Please repeat the listing exactly, with every line intact.
*** PROVIDED MATERIAL ***
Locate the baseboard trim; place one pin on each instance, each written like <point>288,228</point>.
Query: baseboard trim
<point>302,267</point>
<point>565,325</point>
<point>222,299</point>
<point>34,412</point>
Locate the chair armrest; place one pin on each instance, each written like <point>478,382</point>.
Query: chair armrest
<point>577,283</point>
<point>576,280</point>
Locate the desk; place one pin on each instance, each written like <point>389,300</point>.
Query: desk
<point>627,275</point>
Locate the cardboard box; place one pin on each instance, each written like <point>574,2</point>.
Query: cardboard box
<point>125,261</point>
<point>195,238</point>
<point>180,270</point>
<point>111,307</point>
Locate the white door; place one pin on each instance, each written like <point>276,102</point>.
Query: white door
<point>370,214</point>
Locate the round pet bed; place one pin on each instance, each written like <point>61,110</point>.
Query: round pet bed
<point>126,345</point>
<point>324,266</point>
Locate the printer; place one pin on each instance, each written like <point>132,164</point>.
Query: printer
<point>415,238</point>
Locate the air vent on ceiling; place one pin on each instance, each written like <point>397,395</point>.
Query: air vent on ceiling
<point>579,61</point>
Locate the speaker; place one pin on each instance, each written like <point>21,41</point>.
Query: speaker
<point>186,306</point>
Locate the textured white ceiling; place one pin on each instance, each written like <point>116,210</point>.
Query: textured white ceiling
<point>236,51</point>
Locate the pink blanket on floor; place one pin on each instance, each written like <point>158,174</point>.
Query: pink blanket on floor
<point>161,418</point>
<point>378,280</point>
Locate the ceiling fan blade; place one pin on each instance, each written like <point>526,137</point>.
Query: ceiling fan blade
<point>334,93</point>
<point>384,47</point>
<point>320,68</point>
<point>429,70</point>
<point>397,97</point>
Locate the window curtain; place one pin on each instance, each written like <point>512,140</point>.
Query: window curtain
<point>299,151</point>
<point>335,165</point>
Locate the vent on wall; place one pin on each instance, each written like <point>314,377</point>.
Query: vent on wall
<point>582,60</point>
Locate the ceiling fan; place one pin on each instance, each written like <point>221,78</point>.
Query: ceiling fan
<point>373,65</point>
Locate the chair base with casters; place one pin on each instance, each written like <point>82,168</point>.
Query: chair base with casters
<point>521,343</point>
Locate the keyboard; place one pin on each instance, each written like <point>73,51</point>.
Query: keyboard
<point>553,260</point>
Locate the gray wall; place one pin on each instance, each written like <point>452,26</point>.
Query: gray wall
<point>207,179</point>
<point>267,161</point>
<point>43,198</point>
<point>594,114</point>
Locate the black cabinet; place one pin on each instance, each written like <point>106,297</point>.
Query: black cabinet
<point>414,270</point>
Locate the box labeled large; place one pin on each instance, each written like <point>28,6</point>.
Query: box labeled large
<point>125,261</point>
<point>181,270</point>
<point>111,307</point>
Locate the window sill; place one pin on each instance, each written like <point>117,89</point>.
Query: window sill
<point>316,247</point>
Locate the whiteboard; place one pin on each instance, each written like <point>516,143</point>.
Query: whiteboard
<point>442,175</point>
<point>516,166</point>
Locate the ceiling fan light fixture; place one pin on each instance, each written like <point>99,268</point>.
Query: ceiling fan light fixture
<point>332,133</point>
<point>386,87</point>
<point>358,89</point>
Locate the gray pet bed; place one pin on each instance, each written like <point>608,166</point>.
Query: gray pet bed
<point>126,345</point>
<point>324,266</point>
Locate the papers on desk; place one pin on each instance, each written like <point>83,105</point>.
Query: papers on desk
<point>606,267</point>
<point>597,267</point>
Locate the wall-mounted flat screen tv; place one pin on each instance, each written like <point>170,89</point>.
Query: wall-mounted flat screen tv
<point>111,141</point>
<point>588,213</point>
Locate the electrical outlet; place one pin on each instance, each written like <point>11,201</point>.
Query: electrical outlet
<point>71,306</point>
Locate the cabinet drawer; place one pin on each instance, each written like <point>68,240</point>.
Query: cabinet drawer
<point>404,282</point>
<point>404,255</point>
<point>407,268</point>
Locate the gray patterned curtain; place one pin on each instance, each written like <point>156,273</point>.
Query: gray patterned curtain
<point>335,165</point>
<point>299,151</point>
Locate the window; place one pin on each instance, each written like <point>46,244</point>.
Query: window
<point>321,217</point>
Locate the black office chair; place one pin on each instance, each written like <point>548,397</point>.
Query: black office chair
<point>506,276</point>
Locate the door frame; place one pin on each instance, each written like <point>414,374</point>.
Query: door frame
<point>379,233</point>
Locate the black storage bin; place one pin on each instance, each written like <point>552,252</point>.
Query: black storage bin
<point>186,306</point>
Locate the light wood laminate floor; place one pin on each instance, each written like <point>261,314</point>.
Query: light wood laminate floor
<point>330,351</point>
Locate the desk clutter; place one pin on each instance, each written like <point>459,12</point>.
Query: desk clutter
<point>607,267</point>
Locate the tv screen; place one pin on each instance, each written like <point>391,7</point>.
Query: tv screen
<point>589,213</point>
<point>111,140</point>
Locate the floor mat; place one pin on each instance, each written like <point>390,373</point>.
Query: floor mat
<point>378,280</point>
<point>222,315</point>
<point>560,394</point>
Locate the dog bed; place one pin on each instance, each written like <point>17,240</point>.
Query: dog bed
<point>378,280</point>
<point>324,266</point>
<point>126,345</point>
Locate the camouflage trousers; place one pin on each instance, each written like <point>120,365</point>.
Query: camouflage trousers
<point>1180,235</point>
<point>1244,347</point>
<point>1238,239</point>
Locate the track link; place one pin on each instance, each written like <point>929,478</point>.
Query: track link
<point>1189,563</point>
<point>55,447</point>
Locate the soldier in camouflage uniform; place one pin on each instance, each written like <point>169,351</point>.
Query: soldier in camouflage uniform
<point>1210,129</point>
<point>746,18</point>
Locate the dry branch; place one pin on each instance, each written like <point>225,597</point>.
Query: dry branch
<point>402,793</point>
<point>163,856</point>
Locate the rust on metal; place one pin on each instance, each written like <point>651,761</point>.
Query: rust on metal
***
» TASK RESULT:
Locate the baseboard trim; place one pin on each instance, each written like <point>288,228</point>.
Query: baseboard trim
<point>302,267</point>
<point>565,325</point>
<point>222,299</point>
<point>34,412</point>
Locate the chair armrest; place one pin on each instance, each written like <point>478,382</point>.
Query: chair armrest
<point>577,283</point>
<point>576,280</point>
Locate the desk; place one pin on each instance, each written like <point>389,300</point>.
Query: desk
<point>627,275</point>
Locate the cardboard box; place one pin on each instance, each written like <point>574,2</point>.
Query: cardboard box
<point>125,261</point>
<point>195,238</point>
<point>180,270</point>
<point>111,307</point>
Locate the white door; place one pin on each instance, each written like <point>276,102</point>.
Query: white door
<point>370,214</point>
Locate the round pet bed; place one pin on each instance, each written like <point>61,110</point>.
Query: round pet bed
<point>126,345</point>
<point>324,266</point>
Locate the printer; place one pin on each instance, each written like <point>132,164</point>.
Query: printer
<point>415,238</point>
Locate the air vent on ceiling; place one pin on each instance, each written like <point>397,395</point>.
Query: air vent on ceiling
<point>579,61</point>
Locate the speaker; place one pin on each instance, each written like <point>21,41</point>.
Query: speaker
<point>186,306</point>
Locate the textured white ceiling; place one pin on each instance, each written like <point>116,210</point>.
Query: textured white ceiling
<point>236,51</point>
Locate the pink blanket on floor; place one pin on each instance, each written like <point>158,174</point>.
Query: pink blanket on floor
<point>161,418</point>
<point>378,280</point>
Locate the ceiling fan blade; place one pin on each instance, each written like <point>526,137</point>.
Query: ceiling fan blade
<point>334,93</point>
<point>384,47</point>
<point>320,68</point>
<point>429,70</point>
<point>397,97</point>
Locate the window curtain; place one pin on each instance, each written like <point>512,140</point>.
Query: window curtain
<point>299,151</point>
<point>335,165</point>
Locate the vent on wall; place one pin on each instance, each written like <point>314,377</point>.
Query: vent on wall
<point>582,60</point>
Locate the ceiling fan; place one pin on each instance, each written like <point>221,78</point>.
Query: ceiling fan
<point>373,65</point>
Locate the chair base with casters; place one pin on each instance, each written like <point>82,168</point>.
Query: chair base with casters
<point>521,343</point>
Locate the keyboard; place one pin on each instance, each written like <point>73,51</point>.
Query: keyboard
<point>553,260</point>
Locate the gray wall; place one pin on each instance, each written like <point>452,26</point>.
Query: gray wall
<point>207,179</point>
<point>267,161</point>
<point>43,198</point>
<point>594,114</point>
Locate the black cabinet; place one pin on each instance, each written like <point>106,297</point>.
Query: black cabinet
<point>414,270</point>
Locate the box labeled large; place one pin on each instance, each written like <point>28,6</point>.
Query: box labeled large
<point>125,261</point>
<point>181,270</point>
<point>111,307</point>
Locate the window sill; place one pin on each instance, each written like <point>117,89</point>.
Query: window sill
<point>316,247</point>
Locate the whiteboard; place one pin on each instance, each written like <point>516,143</point>.
Query: whiteboard
<point>442,175</point>
<point>516,166</point>
Locate the ceiling fan light fixture; place one pin on each instance, each written like <point>99,268</point>.
Query: ceiling fan light fixture
<point>332,133</point>
<point>386,87</point>
<point>358,89</point>
Locate the gray pet bed; place one pin on each instance, each written like <point>608,166</point>.
Query: gray pet bed
<point>126,345</point>
<point>324,266</point>
Locate the papers on desk; place one pin on each instance, each written like <point>83,105</point>.
Query: papers on desk
<point>606,267</point>
<point>597,267</point>
Locate the wall-mounted flat screen tv; place one pin on each instance, each written like <point>170,89</point>.
Query: wall-mounted flat screen tv
<point>111,141</point>
<point>588,213</point>
Locate the electrical outlet; place one pin on each instance, each written like <point>11,201</point>.
Query: electrical outlet
<point>71,306</point>
Locate the cabinet drawer; place one pin on each instance, each written like <point>68,240</point>.
Query: cabinet drawer
<point>404,282</point>
<point>404,255</point>
<point>407,268</point>
Locate the gray patterned curtain; place one pin on each instance, each written like <point>156,273</point>.
Query: gray patterned curtain
<point>335,165</point>
<point>299,151</point>
Locate the window; place one pin on each instance, each written like <point>46,244</point>.
Query: window
<point>321,217</point>
Locate the black office chair; place one pin on each instance, each written like <point>548,397</point>.
Query: black office chair
<point>506,276</point>
Locate the door frame; place one pin on each instance, each written like <point>414,374</point>.
Query: door frame
<point>379,233</point>
Locate the black storage bin; place one pin on each instance, each written like <point>552,252</point>.
Query: black storage bin
<point>186,306</point>
Locate the light wood laminate floor; place one pin on each instance, each written like <point>261,314</point>.
Query: light wood laminate floor
<point>330,351</point>
Locate the desk clutter; place one pin on each instance, each written like <point>459,12</point>.
Query: desk clutter
<point>607,267</point>
Locate the tv screen; place one pin on each instance, each written like <point>391,7</point>.
Query: tv screen
<point>589,213</point>
<point>111,140</point>
Locate the floor mat; place one pin on each instance, each written like <point>390,373</point>.
Query: floor mat
<point>378,280</point>
<point>222,315</point>
<point>560,394</point>
Locate the dog bed; place one pin on each instance, each written like <point>17,240</point>.
Query: dog bed
<point>378,280</point>
<point>324,266</point>
<point>126,345</point>
Locate the camouflage trousers; place one pin on each instance, each written like <point>120,365</point>.
Query: camouflage trousers
<point>1180,235</point>
<point>1244,347</point>
<point>1238,239</point>
Locate the track link; place one pin on each instance, each written like <point>929,478</point>.
Query: track link
<point>1189,563</point>
<point>55,447</point>
Locate the soldier in camouflage uniform; place one pin on each instance, each written like <point>169,351</point>.
Query: soldier in camouflage uniform
<point>1210,129</point>
<point>746,18</point>
Locate the dry branch; place one pin on each instance, each written like <point>225,597</point>.
Query: dry branch
<point>402,793</point>
<point>163,856</point>
Locate the rust on metal; place one pin on each instance, each written like <point>651,761</point>.
Query: rust on metal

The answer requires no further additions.